## Task prompt
Please write out the data below line for line, with every character unchanged.

## Entries shown

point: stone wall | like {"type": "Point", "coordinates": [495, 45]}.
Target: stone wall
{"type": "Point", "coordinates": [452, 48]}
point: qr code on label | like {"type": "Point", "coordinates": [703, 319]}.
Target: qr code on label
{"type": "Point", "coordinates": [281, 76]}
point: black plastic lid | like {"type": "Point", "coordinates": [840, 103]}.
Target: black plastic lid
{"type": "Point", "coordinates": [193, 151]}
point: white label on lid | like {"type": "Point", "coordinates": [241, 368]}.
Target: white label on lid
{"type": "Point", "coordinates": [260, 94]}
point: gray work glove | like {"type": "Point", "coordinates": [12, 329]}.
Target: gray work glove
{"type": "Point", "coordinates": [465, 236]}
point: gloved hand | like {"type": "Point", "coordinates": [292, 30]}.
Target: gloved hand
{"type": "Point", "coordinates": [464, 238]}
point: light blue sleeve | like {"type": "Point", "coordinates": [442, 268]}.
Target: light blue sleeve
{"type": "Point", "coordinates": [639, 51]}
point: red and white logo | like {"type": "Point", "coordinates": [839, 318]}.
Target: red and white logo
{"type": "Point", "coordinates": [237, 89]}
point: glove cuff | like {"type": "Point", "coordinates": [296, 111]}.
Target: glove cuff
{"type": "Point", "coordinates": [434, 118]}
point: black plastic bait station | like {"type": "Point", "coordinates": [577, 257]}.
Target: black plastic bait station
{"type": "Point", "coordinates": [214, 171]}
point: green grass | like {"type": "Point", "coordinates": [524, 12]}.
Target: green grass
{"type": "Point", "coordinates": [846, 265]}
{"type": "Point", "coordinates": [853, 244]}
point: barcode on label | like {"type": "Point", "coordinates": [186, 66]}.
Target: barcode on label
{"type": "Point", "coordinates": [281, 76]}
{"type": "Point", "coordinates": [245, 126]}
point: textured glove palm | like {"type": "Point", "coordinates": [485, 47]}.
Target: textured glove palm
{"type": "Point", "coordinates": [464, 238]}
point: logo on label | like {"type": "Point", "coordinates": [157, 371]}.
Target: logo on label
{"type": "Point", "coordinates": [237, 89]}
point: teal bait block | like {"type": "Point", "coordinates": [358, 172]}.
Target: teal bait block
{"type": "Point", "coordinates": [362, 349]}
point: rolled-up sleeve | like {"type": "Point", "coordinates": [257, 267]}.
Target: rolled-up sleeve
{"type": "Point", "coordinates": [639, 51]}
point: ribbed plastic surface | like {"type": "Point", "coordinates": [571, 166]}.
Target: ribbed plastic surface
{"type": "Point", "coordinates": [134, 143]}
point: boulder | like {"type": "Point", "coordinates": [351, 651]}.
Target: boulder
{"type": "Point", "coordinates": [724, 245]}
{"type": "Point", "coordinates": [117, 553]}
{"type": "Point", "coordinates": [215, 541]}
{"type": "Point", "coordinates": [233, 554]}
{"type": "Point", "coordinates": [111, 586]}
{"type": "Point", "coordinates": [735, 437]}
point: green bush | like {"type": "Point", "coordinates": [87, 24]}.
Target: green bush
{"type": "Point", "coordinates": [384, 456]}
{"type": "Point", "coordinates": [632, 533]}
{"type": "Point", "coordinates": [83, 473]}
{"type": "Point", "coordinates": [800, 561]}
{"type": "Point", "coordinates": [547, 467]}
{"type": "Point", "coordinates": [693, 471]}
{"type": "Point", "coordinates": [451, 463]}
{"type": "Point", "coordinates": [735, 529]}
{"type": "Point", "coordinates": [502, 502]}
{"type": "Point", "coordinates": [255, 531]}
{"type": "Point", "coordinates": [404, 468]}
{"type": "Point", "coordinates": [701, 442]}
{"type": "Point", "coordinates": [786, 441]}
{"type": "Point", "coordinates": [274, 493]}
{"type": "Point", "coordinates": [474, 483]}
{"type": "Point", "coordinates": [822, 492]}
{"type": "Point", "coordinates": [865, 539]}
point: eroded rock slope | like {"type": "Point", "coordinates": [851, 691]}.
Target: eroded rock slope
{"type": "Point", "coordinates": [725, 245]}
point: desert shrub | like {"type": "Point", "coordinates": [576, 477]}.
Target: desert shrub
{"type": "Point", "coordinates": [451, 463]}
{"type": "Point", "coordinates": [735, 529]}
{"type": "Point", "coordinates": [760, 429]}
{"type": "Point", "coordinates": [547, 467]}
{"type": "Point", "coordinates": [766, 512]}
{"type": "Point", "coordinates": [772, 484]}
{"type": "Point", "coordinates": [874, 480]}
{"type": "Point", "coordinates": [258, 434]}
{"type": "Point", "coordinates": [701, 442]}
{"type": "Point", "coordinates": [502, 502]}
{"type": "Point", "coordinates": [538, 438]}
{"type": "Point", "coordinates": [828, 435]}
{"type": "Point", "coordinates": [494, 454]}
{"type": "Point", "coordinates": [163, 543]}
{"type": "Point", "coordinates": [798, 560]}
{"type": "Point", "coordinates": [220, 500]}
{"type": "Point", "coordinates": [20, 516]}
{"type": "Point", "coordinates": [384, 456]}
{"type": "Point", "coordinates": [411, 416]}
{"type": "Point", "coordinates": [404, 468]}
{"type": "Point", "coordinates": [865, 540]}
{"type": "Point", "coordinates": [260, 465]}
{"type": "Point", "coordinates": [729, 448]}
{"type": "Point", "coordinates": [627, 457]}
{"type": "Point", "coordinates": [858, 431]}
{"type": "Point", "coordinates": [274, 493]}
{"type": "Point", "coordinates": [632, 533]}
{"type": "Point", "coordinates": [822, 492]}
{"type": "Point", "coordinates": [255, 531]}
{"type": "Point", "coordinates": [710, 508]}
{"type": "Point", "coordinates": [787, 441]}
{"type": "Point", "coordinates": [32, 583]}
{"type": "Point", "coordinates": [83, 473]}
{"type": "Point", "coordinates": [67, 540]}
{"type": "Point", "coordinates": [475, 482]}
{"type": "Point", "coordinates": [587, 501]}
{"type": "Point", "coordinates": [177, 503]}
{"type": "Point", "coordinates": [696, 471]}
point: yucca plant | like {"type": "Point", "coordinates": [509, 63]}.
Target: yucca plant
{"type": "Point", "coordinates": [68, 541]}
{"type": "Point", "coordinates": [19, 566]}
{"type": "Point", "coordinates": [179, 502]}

## The response
point: stone wall | like {"type": "Point", "coordinates": [495, 45]}.
Target: stone wall
{"type": "Point", "coordinates": [452, 48]}
point: qr code on label | like {"type": "Point", "coordinates": [703, 319]}.
Target: qr code on label
{"type": "Point", "coordinates": [281, 76]}
point: black plastic lid | like {"type": "Point", "coordinates": [840, 103]}.
Target: black plastic lid
{"type": "Point", "coordinates": [193, 151]}
point: white label on lid | like {"type": "Point", "coordinates": [241, 368]}.
Target: white label on lid
{"type": "Point", "coordinates": [260, 94]}
point: gray work glove | like {"type": "Point", "coordinates": [12, 329]}.
Target: gray work glove
{"type": "Point", "coordinates": [465, 236]}
point: gloved hand | like {"type": "Point", "coordinates": [292, 30]}.
Target: gloved hand
{"type": "Point", "coordinates": [464, 238]}
point: light blue sleeve | like {"type": "Point", "coordinates": [442, 268]}.
Target: light blue sleeve
{"type": "Point", "coordinates": [639, 51]}
point: red and white logo | like {"type": "Point", "coordinates": [839, 318]}.
Target: red and white logo
{"type": "Point", "coordinates": [237, 89]}
point: glove cuff | like {"type": "Point", "coordinates": [296, 111]}.
Target: glove cuff
{"type": "Point", "coordinates": [434, 118]}
point: black plastic bait station | like {"type": "Point", "coordinates": [577, 257]}.
Target: black plastic bait station
{"type": "Point", "coordinates": [214, 171]}
point: green grass | like {"type": "Point", "coordinates": [524, 12]}.
Target: green grass
{"type": "Point", "coordinates": [846, 265]}
{"type": "Point", "coordinates": [853, 244]}
point: barcode on label | like {"type": "Point", "coordinates": [186, 66]}.
Target: barcode on label
{"type": "Point", "coordinates": [281, 76]}
{"type": "Point", "coordinates": [245, 126]}
point: textured glove palm | like {"type": "Point", "coordinates": [485, 47]}.
Target: textured glove palm
{"type": "Point", "coordinates": [464, 238]}
point: logo on label | like {"type": "Point", "coordinates": [157, 371]}.
Target: logo on label
{"type": "Point", "coordinates": [237, 89]}
point: teal bait block | like {"type": "Point", "coordinates": [358, 172]}.
Target: teal bait block
{"type": "Point", "coordinates": [362, 349]}
point: rolled-up sleeve | like {"type": "Point", "coordinates": [257, 267]}.
Target: rolled-up sleeve
{"type": "Point", "coordinates": [639, 51]}
point: ribbed plastic surface | like {"type": "Point", "coordinates": [571, 166]}.
Target: ribbed plastic surface
{"type": "Point", "coordinates": [134, 143]}
point: boulder | like {"type": "Point", "coordinates": [351, 651]}.
Target: boulder
{"type": "Point", "coordinates": [724, 245]}
{"type": "Point", "coordinates": [117, 553]}
{"type": "Point", "coordinates": [215, 541]}
{"type": "Point", "coordinates": [233, 554]}
{"type": "Point", "coordinates": [111, 586]}
{"type": "Point", "coordinates": [735, 437]}
point: green bush | like {"type": "Point", "coordinates": [87, 24]}.
Target: green bush
{"type": "Point", "coordinates": [384, 456]}
{"type": "Point", "coordinates": [632, 533]}
{"type": "Point", "coordinates": [83, 473]}
{"type": "Point", "coordinates": [800, 561]}
{"type": "Point", "coordinates": [547, 467]}
{"type": "Point", "coordinates": [693, 471]}
{"type": "Point", "coordinates": [451, 463]}
{"type": "Point", "coordinates": [735, 529]}
{"type": "Point", "coordinates": [502, 502]}
{"type": "Point", "coordinates": [255, 531]}
{"type": "Point", "coordinates": [404, 468]}
{"type": "Point", "coordinates": [701, 442]}
{"type": "Point", "coordinates": [786, 441]}
{"type": "Point", "coordinates": [274, 493]}
{"type": "Point", "coordinates": [474, 483]}
{"type": "Point", "coordinates": [822, 492]}
{"type": "Point", "coordinates": [865, 539]}
point: eroded rock slope | like {"type": "Point", "coordinates": [851, 691]}.
Target: eroded rock slope
{"type": "Point", "coordinates": [725, 245]}
point: desert shrub | like {"type": "Point", "coordinates": [576, 477]}.
Target: desert shrub
{"type": "Point", "coordinates": [451, 463]}
{"type": "Point", "coordinates": [735, 529]}
{"type": "Point", "coordinates": [760, 429]}
{"type": "Point", "coordinates": [547, 467]}
{"type": "Point", "coordinates": [766, 512]}
{"type": "Point", "coordinates": [772, 484]}
{"type": "Point", "coordinates": [874, 480]}
{"type": "Point", "coordinates": [258, 434]}
{"type": "Point", "coordinates": [701, 442]}
{"type": "Point", "coordinates": [502, 502]}
{"type": "Point", "coordinates": [538, 438]}
{"type": "Point", "coordinates": [828, 435]}
{"type": "Point", "coordinates": [494, 454]}
{"type": "Point", "coordinates": [163, 543]}
{"type": "Point", "coordinates": [798, 560]}
{"type": "Point", "coordinates": [220, 500]}
{"type": "Point", "coordinates": [20, 516]}
{"type": "Point", "coordinates": [384, 456]}
{"type": "Point", "coordinates": [411, 416]}
{"type": "Point", "coordinates": [404, 468]}
{"type": "Point", "coordinates": [865, 540]}
{"type": "Point", "coordinates": [260, 465]}
{"type": "Point", "coordinates": [729, 448]}
{"type": "Point", "coordinates": [627, 457]}
{"type": "Point", "coordinates": [858, 431]}
{"type": "Point", "coordinates": [274, 493]}
{"type": "Point", "coordinates": [632, 533]}
{"type": "Point", "coordinates": [822, 492]}
{"type": "Point", "coordinates": [255, 531]}
{"type": "Point", "coordinates": [710, 508]}
{"type": "Point", "coordinates": [787, 441]}
{"type": "Point", "coordinates": [32, 583]}
{"type": "Point", "coordinates": [83, 473]}
{"type": "Point", "coordinates": [67, 540]}
{"type": "Point", "coordinates": [475, 482]}
{"type": "Point", "coordinates": [587, 501]}
{"type": "Point", "coordinates": [177, 503]}
{"type": "Point", "coordinates": [696, 471]}
point: yucca plant | like {"type": "Point", "coordinates": [509, 63]}.
Target: yucca plant
{"type": "Point", "coordinates": [68, 541]}
{"type": "Point", "coordinates": [19, 566]}
{"type": "Point", "coordinates": [179, 502]}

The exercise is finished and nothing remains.